Extract to read: Begin

Well-Being//

4 Effects Your Parents’ Relationship Has On You

The good, the bad, the please-no.

Courtesy of jannoon028/Shutterstock
Courtesy of jannoon028/Shutterstock

Your parents are, more likely than not, the first people you ever interact with in your life. They set your standard for everything — ranging from what values you develop to what your interests are — especially, what your relationships with others look like (both romantically and platonically).

Before you start dating, begin to think about starting to date, or even see characters dating in your favorite TV shows and movies, the first relationship you probably see is the one between your parents. This tells you a lot about what you later deem “normal” or “not normal” between romantic partners. In friendships, you may find yourself drawn to people who remind you of your parents for various reasons.

4 Affects Your Parents’ Relationship Has On You

The “nature versus nurture” debate weighs how much of your personality and behavior came from your genes against how much came from how you were raised. On either side, this has to do with your parents. Below are four ways your parents’ relationship may have impacted your adult life.

1. Your own romantic relationships

Before your parents were your parents, they were a couple in love just like any other. Think back to the way that your parents interacted in a romantic way.

Did they hold hands or show affection to each other? Did they still go on dates? Did they participate equally in household chores? Did they do nice things for one another? Or, if they split up, were they pleasant and amicable towards one another around you, or did they bad-mouth the other behind their back?

Our parents model everything for us in the beginning, including how people approach romance. The things you enjoy about your parents’ relationship, we often end up wanting for ourselves because we saw that it made our parents happy. Even if we end up wanting something in our romantic relationships that is completely different from what we saw between our parents, we’re learning and identifying the things that became sources of unhappiness.

2. Your ability to be vulnerable

If you saw that any display of vulnerability by one parent led to dismissal, belittling, or invalidation by the other, this will seriously hinder your desire to make yourself vulnerable to others.

And while that may not seem like a big deal on paper, being vulnerable — with friends, with family, with romantic partners and, yes, with your therapist — is what leads to growth and change. It fosters intimacy with others, because giving a glimpse into who you really are encourages them to do the same.

3. How you handle conflict

We often have a tendency to repeat patterns of conflict that we have seen in our parents’ relationship in our own relationships, because this is what we have grown used to.

On one end of the spectrum, studies have shown that children who witness domestic violence between their parents often tend to become abusers or victims (often depending on gender or which parent they more closely identify with). On the other end, children who never see their parents argue may grow up to develop an unrealistic expectation that in a healthy relationship, people never fight.

But there is a big gray area here, too. Maybe your parents’ way of handling conflict was to become passive-aggressive with one another. Maybe they were very open about their feelings when the other did something that hurt or upset them or made them angry. Or maybe their solution was to complain about each other to their friends or other family members.

Handling conflict is really something we only learn how to do from our parents, until we learn through having conflicts with other people.

4. How you express emotions

Some households are like emotional icebergs — you only see a small selection of feelings on the surface, while underneath there are countless others that don’t get expressed because they are either discouraged or because there is no template for how to show them.

It’s important to see our parents discussing happier emotions as well as the less-happy ones when we’re kids, because it gives us permission to feel our full array of feelings. It’s important for us to know that it’s okay for us to express anger, sadness, and love for others (in a healthy way) without consequence. Suppressing certain feelings can make us more susceptible to depression or anxiety as a result.

Much of our lives are shaped by our parents’ relationship, but we’re usually not aware of it until we’re adults. And, depending on what our parents’ relationship was like, it can affect us in positive or negative ways. The good news is that we can relearn certain behaviors by having them modeled by other significant people in our lives, or even by a good therapist.

Extract to read: End
Extracted data: Begin

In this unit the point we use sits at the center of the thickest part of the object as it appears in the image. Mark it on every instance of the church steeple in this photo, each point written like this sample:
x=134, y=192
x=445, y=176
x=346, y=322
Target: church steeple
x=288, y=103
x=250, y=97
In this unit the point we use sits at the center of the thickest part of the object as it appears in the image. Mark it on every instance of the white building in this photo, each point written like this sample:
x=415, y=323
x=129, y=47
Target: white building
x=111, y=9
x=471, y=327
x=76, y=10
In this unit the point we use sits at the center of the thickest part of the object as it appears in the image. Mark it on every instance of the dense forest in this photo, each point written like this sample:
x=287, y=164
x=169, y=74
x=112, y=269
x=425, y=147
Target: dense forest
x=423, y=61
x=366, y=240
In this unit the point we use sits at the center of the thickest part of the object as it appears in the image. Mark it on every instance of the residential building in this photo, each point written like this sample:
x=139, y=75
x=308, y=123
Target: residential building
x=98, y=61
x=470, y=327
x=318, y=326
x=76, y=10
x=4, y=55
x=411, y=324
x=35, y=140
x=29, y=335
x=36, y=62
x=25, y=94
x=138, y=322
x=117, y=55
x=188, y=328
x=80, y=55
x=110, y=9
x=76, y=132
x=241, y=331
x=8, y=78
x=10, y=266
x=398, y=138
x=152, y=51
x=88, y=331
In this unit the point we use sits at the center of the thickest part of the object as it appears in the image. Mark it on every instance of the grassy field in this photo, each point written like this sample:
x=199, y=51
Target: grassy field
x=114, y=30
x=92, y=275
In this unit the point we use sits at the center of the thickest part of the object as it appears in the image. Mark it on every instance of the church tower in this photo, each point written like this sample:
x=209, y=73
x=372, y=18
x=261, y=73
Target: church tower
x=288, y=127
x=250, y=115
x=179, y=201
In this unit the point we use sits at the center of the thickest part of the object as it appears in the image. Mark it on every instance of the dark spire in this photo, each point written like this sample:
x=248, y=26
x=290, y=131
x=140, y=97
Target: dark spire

Extracted data: End

== Prompt 1 ==
In the article on parents' relationships, what can suppressing certain feelings make us more susceptible to?
== Prompt 2 ==
Reproduce word for word the stretch of the article on parents' relationships from "1. Your own" through "behind their back?".
The entries are separate material, unconnected to the article on parents' relationships.

== Exercise result 1 ==
Depression or anxiety.

== Exercise result 2 ==
1. Your own romantic relationships

Before your parents were your parents, they were a couple in love just like any other. Think back to the way that your parents interacted in a romantic way.

Did they hold hands or show affection to each other? Did they still go on dates? Did they participate equally in household chores? Did they do nice things for one another? Or, if they split up, were they pleasant and amicable towards one another around you, or did they bad-mouth the other behind their back?